Please copy, exactly as they appear below, the lines from the one containing "Game engine object recognition — detect dark plumage" through the one containing "Game engine object recognition — detect brown".

[Stored records]
-- Opening Marker --
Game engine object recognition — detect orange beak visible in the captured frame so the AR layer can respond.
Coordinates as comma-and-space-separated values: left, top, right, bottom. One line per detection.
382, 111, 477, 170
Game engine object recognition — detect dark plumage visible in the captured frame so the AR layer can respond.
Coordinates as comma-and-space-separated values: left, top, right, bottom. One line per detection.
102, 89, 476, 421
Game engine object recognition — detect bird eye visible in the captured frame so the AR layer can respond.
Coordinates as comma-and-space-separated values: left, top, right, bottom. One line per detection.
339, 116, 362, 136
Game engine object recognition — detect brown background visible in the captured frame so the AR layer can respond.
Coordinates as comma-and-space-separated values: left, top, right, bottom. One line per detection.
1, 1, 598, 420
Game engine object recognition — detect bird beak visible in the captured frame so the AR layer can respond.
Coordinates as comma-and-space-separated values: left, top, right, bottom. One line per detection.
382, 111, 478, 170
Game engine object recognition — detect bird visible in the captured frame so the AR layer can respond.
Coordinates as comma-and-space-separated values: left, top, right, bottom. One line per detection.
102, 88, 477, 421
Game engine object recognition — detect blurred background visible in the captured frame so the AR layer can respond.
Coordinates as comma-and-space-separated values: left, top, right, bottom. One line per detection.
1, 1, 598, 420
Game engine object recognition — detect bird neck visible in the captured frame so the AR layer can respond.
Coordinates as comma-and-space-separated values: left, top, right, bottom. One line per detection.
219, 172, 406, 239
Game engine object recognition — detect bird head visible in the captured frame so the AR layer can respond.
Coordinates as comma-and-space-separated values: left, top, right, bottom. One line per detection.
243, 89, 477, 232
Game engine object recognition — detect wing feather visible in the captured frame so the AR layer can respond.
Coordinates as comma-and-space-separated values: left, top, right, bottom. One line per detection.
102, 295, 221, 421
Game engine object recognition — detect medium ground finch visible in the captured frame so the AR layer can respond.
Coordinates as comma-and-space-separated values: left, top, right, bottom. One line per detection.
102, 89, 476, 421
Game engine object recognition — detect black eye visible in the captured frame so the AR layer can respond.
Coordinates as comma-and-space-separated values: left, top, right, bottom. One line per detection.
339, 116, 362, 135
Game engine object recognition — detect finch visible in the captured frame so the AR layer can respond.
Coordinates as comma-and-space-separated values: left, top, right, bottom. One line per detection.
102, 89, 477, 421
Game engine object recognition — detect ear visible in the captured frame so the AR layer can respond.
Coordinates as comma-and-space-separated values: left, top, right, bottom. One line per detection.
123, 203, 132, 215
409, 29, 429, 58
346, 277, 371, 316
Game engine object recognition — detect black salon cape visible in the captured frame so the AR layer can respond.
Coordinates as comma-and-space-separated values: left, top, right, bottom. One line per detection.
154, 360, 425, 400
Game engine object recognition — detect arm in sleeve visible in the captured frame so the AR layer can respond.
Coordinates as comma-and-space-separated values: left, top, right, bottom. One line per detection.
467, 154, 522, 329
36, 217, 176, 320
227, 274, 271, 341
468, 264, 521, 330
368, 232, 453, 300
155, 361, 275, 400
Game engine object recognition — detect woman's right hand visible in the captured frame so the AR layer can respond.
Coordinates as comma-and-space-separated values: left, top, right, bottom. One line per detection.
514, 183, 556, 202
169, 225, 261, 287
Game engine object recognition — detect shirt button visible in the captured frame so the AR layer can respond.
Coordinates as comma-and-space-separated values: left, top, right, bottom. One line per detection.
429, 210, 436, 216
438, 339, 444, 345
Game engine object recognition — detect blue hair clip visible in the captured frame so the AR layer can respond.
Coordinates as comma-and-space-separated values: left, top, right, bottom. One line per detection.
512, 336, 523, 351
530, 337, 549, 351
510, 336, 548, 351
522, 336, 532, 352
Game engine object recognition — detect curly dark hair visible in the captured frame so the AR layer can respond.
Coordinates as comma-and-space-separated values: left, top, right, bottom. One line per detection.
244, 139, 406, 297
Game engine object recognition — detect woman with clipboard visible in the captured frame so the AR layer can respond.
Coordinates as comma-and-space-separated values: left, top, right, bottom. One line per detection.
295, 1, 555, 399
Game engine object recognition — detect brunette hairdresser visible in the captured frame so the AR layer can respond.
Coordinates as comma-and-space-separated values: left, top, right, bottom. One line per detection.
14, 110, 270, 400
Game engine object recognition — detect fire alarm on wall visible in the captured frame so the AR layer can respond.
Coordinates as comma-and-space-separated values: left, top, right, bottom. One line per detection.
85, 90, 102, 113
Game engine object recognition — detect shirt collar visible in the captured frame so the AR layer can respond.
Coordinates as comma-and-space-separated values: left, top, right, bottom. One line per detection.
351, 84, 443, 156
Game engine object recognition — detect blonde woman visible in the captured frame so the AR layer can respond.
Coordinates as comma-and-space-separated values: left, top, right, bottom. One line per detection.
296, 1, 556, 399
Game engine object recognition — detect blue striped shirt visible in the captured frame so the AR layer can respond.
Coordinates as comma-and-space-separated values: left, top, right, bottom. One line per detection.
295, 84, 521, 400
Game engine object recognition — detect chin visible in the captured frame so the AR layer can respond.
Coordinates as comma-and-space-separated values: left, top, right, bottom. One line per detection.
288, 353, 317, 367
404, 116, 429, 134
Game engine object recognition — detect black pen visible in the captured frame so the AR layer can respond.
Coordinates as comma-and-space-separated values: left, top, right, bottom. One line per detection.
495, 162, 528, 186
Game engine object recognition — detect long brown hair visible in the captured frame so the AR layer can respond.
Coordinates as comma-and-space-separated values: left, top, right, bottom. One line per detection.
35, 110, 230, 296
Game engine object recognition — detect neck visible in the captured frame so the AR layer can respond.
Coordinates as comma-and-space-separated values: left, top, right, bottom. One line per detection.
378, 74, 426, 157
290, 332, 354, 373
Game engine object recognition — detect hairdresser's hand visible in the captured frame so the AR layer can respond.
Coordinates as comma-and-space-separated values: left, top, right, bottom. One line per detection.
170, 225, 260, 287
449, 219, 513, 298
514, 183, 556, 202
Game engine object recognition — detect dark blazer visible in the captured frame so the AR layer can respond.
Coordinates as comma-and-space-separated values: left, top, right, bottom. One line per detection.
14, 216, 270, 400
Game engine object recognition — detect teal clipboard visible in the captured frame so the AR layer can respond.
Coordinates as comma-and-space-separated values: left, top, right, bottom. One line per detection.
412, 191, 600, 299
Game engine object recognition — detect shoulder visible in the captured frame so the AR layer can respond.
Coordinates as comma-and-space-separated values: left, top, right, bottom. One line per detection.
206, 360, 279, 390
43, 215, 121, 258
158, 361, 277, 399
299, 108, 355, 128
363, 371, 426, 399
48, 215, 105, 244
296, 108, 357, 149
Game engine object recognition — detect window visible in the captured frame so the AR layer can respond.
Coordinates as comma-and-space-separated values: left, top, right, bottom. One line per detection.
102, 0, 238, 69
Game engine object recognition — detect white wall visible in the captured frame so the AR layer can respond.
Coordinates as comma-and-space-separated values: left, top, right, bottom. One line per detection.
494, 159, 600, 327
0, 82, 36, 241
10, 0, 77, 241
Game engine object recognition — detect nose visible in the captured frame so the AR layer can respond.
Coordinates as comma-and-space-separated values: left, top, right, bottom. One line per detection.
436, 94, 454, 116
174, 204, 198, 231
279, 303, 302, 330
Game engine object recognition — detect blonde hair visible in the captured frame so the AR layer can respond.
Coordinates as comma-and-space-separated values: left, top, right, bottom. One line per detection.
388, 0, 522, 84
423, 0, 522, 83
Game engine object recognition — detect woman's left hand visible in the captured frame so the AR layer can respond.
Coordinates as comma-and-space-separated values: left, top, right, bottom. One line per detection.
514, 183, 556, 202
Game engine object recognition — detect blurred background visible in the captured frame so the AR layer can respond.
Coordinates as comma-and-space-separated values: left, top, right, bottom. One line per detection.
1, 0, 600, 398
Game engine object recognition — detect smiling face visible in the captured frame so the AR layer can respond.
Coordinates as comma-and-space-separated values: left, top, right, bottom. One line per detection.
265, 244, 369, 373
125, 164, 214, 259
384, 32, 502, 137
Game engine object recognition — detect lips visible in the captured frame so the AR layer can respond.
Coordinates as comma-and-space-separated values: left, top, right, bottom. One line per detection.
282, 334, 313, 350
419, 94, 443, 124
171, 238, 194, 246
-- Closing Marker --
Your response:
Game engine object recognition — detect dark plumage visible in the captured frame so the AR layer can respond.
Coordinates as comma-and-space-separated values: left, top, right, bottom. One line per detection.
102, 89, 476, 421
Game engine object recognition — detect bird eye visible in the captured frame so the AR layer can respond.
Coordinates as comma-and-space-separated values: left, top, right, bottom. One line per detection.
339, 116, 362, 136
Game engine object recognition — detect brown background visible in the captured frame so the AR layer can respond.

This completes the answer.